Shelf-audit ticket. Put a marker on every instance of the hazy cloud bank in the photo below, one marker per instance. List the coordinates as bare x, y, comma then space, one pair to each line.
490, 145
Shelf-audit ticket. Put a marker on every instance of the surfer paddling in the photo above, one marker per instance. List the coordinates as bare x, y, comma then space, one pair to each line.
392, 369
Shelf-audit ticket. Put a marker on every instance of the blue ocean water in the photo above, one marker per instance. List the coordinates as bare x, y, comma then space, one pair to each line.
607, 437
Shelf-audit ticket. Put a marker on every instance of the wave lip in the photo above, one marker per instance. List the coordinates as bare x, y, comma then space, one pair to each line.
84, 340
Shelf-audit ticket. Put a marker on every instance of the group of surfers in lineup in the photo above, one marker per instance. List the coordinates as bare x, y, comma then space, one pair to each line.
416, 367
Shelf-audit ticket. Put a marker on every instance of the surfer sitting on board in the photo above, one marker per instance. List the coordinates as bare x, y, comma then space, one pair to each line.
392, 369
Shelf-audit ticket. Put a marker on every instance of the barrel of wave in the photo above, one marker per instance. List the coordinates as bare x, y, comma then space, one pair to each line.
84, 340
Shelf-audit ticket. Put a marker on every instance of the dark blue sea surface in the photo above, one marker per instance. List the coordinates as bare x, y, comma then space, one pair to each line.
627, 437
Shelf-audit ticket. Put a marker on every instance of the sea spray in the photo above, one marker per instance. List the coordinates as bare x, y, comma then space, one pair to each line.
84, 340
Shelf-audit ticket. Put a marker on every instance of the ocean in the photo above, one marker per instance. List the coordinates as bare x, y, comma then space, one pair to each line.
◆ ◆ ◆ ◆ ◆
### Problem to solve
Copy all of the entries above word for word, keeping them in the same order.

### Exercise solution
Shelf-audit ticket. Put a marker on every instance of the hazy cloud bank in the photo below, one marker per instance. List the coordinates as bare x, y, comma then space, one pair to each line.
490, 145
Shelf-audit ticket. Put a marker on every instance of the surfer paddling in the photo above, one marker per instance. List the coordinates as bare x, y, comma then space, one pair to each line.
392, 369
Shelf-audit ticket. Put a marker on every instance of the blue ocean water in the photo above, one marker per instance. List the coordinates as bare x, y, comma then space, one pair to each line.
607, 437
Shelf-audit ticket. Put a marker on every instance of the wave lip in the photo above, one marker per instance. List the coordinates as bare x, y, comma then space, one pair to each line.
84, 340
Shelf-audit ticket. Put a marker on every instance of the group of surfers in lineup in the photo above, one marker per instance. List the coordinates as bare x, y, comma then space, one pair to each line.
416, 367
Shelf-audit ticket. Put a marker on every instance of the surfer sitting on board in the photo above, one marker per instance. List the coordinates as bare x, y, comma then space, one pair to each line.
392, 369
Shelf-audit ticket. Put a marker on every instance of the barrel of wave in the photo above, one marker per instance. List the coordinates as bare x, y, comma then space, one pair to each line.
84, 340
Shelf-audit ticket. Put a marker on every instance of the dark blue sea surface in the photo above, one marker per instance. List the coordinates as bare x, y, comma then space, one pair to each line.
627, 437
Shelf-audit ticket. Put a marker on every instance of the sea spray in the photo above, one marker per instance. List the coordinates as bare x, y, comma then space, one pair to each line.
84, 340
Shelf-audit ticket. Put a marker on every instance of the ocean in the photo above, one marker per instance. List the coordinates as bare x, y, comma then space, one pair to each line.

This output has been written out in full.